Article>
Traveling Angler Profile: Fly Fishing the World with Schuyler Marshall


Schuyler Marshall has traveled to numerous global fly fishing destinations in search of a range of species. And now working in the Travel Department at Tailwaters Fly Fishing Co., Schuyler has his sights set on many more. Schuyler recently took on an interview for The Venturing Angler:

Where in the world have you fly fished?

Colorado, Wyoming, Oregon, Virginia, New Zealand, Argentina, for trout; Alaska for trout, salmon, and grayling; Texas for bass, redfish, and tarpon; Louisiana for redfish; California for corbina; the Bahamas, Mexico, Belize, Venezuela, and Cuba for permit, bonefish, tarpon, and snook.

What is your favorite destination and why?

Every place and every experience is too unique to pick a favorite.  That’s a good thing because it would defeat the point of travel and exploring — if you have a favorite, why go anywhere else?

That being said, I was blown away by Los Roques, Venezuela for the unbelievable marine life, and of course incredible fishing.  The water is so clear that the shallow bonefish flats appear not to have any water at all.  As the depth changes you see every shade of blue down to deep cobalt, and the flats are a collage of red starfish, black triggerfish, coral in many colors, off-white sand, conch, rays, etc. — a riot of colors.  The political situation there right now is killing me!


What is the most memorable travel experience you have and why?

Written instruction 1>
Print the passage from the angler profile that begins at the words "Traveling Angler Profile: Fly" and stops after the words "tarpon, and snook.".
The angler profile and the entries that come after it are unrelated and should be treated as separate material.

Dataset entries:
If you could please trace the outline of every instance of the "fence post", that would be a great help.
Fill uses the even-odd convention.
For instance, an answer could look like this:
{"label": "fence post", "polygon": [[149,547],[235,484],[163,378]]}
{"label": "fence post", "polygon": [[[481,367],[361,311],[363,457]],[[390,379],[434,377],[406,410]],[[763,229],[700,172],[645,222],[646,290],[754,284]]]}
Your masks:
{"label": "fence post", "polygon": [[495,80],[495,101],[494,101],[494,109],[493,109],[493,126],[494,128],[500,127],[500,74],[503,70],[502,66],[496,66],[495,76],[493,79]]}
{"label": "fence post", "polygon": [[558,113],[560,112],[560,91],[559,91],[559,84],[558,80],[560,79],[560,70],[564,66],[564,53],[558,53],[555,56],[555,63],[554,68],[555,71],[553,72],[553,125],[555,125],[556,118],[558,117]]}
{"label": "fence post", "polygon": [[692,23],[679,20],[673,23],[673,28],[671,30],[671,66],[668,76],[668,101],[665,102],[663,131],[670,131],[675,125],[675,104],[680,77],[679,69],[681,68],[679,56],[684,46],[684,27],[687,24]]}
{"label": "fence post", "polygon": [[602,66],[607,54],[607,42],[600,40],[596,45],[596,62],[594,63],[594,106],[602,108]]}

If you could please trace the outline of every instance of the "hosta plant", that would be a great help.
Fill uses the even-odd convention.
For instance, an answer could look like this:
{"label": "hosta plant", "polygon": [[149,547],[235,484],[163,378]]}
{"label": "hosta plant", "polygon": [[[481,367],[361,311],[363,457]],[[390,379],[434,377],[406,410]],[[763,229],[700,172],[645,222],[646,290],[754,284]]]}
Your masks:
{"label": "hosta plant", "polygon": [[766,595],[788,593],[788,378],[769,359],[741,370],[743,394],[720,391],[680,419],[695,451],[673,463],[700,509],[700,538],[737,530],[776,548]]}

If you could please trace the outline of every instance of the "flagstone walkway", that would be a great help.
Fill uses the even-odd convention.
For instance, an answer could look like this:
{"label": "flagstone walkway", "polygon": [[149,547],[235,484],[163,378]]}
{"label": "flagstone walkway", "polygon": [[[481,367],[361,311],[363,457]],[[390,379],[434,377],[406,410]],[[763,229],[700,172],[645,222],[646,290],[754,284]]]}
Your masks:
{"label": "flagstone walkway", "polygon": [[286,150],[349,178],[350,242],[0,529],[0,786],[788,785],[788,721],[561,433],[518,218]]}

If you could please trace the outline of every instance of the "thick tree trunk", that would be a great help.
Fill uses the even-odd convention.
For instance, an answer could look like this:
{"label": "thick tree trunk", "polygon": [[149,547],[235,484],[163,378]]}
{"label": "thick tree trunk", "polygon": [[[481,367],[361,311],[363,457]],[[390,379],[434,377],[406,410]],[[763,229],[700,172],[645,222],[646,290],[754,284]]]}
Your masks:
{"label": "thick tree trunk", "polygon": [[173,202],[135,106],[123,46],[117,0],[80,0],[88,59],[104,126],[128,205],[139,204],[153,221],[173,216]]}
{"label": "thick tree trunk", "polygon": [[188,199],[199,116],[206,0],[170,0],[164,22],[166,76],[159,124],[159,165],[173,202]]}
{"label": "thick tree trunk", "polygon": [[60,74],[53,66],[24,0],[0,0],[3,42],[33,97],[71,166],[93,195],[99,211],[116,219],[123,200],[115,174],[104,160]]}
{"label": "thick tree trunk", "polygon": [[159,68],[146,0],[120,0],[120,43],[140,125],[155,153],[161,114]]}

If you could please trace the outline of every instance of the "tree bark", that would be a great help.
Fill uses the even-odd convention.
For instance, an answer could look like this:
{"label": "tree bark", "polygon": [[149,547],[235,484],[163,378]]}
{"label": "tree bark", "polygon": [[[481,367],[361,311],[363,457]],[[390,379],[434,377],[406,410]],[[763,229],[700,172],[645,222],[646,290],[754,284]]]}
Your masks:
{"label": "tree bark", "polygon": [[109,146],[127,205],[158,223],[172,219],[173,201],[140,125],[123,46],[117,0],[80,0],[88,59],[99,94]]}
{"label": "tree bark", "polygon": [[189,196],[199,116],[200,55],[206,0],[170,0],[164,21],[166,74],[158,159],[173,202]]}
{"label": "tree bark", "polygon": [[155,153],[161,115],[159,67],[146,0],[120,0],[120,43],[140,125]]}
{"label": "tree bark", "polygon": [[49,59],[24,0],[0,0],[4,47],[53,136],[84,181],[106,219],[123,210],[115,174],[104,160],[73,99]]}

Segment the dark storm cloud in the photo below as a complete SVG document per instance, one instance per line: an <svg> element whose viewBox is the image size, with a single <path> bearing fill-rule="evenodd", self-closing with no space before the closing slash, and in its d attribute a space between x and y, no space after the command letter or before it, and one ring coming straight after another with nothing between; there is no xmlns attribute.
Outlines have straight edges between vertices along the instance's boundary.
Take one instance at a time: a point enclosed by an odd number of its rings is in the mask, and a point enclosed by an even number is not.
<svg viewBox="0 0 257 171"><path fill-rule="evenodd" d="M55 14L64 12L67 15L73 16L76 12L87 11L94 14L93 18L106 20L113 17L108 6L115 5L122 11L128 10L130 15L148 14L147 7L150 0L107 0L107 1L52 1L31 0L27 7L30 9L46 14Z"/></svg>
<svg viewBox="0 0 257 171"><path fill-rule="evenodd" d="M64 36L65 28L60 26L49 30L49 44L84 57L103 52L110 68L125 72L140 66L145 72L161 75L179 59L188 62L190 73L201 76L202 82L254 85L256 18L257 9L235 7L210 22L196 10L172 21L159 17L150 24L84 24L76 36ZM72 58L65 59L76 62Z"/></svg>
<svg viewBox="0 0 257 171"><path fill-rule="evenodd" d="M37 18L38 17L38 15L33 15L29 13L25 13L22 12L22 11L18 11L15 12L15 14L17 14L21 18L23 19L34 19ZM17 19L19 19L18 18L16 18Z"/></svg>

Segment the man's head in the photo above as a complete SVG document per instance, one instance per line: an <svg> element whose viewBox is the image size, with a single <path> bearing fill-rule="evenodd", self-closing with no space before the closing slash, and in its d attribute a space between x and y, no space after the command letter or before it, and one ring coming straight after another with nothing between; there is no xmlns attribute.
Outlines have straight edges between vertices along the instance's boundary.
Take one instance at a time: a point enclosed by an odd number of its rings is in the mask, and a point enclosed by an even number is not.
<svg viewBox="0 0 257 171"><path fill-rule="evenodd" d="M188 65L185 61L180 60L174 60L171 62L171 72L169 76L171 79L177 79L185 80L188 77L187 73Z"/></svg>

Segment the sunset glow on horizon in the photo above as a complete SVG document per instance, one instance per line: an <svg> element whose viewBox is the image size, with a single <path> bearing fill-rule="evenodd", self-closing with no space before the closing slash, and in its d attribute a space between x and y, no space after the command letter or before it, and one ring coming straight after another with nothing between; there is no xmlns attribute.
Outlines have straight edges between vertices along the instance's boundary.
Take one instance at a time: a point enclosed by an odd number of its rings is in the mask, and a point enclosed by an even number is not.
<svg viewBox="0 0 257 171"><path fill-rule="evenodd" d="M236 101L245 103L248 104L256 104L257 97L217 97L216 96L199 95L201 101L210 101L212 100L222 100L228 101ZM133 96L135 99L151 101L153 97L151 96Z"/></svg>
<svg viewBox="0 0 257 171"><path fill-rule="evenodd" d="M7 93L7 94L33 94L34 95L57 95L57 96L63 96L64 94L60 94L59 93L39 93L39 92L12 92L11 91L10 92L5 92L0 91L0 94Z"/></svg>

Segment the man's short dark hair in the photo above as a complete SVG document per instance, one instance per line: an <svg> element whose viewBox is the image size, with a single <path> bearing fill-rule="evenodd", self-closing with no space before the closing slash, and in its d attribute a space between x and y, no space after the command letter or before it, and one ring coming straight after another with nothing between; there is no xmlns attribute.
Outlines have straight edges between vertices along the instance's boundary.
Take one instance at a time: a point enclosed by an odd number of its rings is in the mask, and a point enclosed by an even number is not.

Written instruction 2>
Arrange the lines of the entries above as a numbered list, omitting blank lines. Begin at the line that has "Segment the dark" and stop after the line that has "14L64 12L67 15L73".

Exercise response 1>
Traveling Angler Profile: Fly Fishing the World with Schuyler Marshall


Schuyler Marshall has traveled to numerous global fly fishing destinations in search of a range of species. And now working in the Travel Department at Tailwaters Fly Fishing Co., Schuyler has his sights set on many more. Schuyler recently took on an interview for The Venturing Angler:

Where in the world have you fly fished?

Colorado, Wyoming, Oregon, Virginia, New Zealand, Argentina, for trout; Alaska for trout, salmon, and grayling; Texas for bass, redfish, and tarpon; Louisiana for redfish; California for corbina; the Bahamas, Mexico, Belize, Venezuela, and Cuba for permit, bonefish, tarpon, and snook.

Exercise response 2>
1. Segment the dark storm cloud in the photo below as a complete SVG document per instance, one instance per line: an <svg> element whose viewBox is the image size, with a single <path> bearing fill-rule="evenodd", self-closing with no space before the closing slash, and in its d attribute a space between x and y, no space after the command letter or before it, and one ring coming straight after another with nothing between; there is no xmlns attribute.
2. Outlines have straight edges between vertices along the instance's boundary.
3. Take one instance at a time: a point enclosed by an odd number of its rings is in the mask, and a point enclosed by an even number is not.
4. <svg viewBox="0 0 257 171"><path fill-rule="evenodd" d="M55 14L64 12L67 15L73 16L76 12L87 11L94 14L93 18L106 20L113 17L108 6L115 5L122 11L128 10L130 15L148 14L147 7L150 0L107 0L107 1L52 1L31 0L27 7L30 9L46 14Z"/></svg>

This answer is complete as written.